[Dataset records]
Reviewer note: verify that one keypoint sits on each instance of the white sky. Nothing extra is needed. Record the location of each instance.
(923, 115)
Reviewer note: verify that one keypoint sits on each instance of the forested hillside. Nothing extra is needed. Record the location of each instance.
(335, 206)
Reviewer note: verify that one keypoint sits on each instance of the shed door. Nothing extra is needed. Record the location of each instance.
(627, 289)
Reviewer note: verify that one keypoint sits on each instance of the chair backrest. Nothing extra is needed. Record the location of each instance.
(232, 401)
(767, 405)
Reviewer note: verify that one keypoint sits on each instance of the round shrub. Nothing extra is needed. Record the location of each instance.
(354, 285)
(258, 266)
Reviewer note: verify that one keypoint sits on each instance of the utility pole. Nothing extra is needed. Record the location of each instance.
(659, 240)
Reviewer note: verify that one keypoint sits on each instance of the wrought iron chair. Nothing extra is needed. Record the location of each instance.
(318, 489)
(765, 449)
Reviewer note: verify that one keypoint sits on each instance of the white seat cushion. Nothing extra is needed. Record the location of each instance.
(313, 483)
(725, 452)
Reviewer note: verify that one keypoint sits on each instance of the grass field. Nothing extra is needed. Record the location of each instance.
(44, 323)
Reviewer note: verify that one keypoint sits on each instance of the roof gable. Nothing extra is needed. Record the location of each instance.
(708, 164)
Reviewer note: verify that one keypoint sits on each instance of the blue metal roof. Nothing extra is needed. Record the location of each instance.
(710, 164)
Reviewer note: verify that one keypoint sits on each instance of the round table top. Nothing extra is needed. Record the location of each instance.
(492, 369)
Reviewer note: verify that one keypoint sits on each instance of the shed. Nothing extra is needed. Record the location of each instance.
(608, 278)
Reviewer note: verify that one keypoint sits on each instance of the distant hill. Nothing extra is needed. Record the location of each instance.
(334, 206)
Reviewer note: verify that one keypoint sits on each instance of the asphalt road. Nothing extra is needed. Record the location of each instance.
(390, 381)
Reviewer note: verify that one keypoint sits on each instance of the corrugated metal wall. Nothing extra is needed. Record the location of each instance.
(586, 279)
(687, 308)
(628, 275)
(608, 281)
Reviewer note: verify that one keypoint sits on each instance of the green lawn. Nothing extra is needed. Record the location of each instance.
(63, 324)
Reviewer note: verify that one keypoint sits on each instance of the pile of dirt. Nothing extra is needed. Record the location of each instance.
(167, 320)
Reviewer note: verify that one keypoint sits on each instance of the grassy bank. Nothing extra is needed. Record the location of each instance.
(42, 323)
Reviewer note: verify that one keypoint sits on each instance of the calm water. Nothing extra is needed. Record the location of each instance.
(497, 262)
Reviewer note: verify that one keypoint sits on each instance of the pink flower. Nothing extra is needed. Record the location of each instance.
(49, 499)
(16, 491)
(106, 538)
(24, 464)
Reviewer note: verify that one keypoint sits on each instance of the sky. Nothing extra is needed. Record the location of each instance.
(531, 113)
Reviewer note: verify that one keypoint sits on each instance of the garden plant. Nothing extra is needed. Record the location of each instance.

GOAL OF THE EXERCISE: Set down all of the records shown above once more, exactly.

SOLUTION BELOW:
Reviewer note: verify that one keypoint sits on each instance of the white sky. Nothing extra is needed. Record the location of each instance.
(923, 115)
Reviewer note: verify that one keypoint sits on each instance of the forested hillside. Nothing extra is needed. Record the location of each instance.
(335, 206)
Reviewer note: verify that one keypoint sits on each instance of the shed door. Nothing extra is needed. Record the location of each instance.
(627, 289)
Reviewer note: verify that one keypoint sits on each instance of the chair backrest. Nothing extra is needed. Record the location of each instance.
(232, 401)
(767, 405)
Reviewer note: verify that one keypoint sits on each instance of the round shrub. Nothing extra is needed. Record the location of each instance.
(354, 285)
(258, 266)
Reviewer note: verify that one keypoint sits on each instance of the utility pole. Nothing extra is needed. Record the location of each instance.
(659, 240)
Reviewer note: verify that one keypoint sits on each instance of the wrought iron chair. Nothing extra is needed. Record the location of each instance.
(318, 489)
(765, 449)
Reviewer note: verify that one keypoint sits on each instance of the white seat cushion. Nothing extra is needed. Record the location of each instance.
(313, 483)
(725, 452)
Reviewer note: verify that one keypoint sits on each instance of the grass field. Nothing extra is needed. Record the location of each instance.
(44, 323)
Reviewer note: verify that one keypoint sits on each instance of the roof gable. Nothing extra is needed. Record the location of each instance.
(708, 164)
Reviewer note: verify that one keypoint sits on each instance of the blue metal roof. Nothing extra is needed. Record the location of each instance.
(710, 164)
Reviewer note: verify that one keypoint sits on each instance of the round table top. Nothing extra is needed. Record the location of each instance.
(492, 369)
Reviewer note: verify that one keypoint sits on each instance of the shed. Nothing extra is needed. Record the location of each instance.
(608, 278)
Reviewer note: verify that one keypoint sits on each instance of the distant hill. Nothing extra is needed. Record the location of each instance.
(334, 206)
Reviewer note: verify that one keypoint sits on each instance of the asphalt road. Nothing extra is needed. Record the location of each instance.
(390, 381)
Reviewer note: verify that one keypoint sits on each instance of the corrugated metal wall. Nothing extra is needed. Record the location of each instance.
(586, 279)
(687, 308)
(628, 275)
(608, 281)
Reviewer note: verify that one keypoint sits on each instance of the green lawn. Nothing extra is needed. Record the location of each instance.
(63, 324)
Reviewer note: verify that one keypoint sits on each instance of the pile of dirt. Nothing extra is needed. Record the location of each instance.
(167, 320)
Reviewer note: verify that one keypoint sits on each instance of the grassy bank. Nothing extra is needed. Record the location of each instance.
(42, 323)
Reviewer note: verify that one keypoint sits on each instance of the calm water. Nothing extra is needed. Record the location of each instance.
(497, 262)
Reviewer note: verify that one keypoint sits on each instance of the pink flower. Nothing extra is needed. Record the location of each instance.
(49, 499)
(16, 491)
(106, 538)
(24, 464)
Reviewer note: verify that one keypoint sits on each instance of the sky. Nothing extra is needed. Record the location of each instance.
(531, 113)
Reviewer note: verify that one keypoint sits on each instance of the garden plant. Nothing extra is needed. Record the location of each instance.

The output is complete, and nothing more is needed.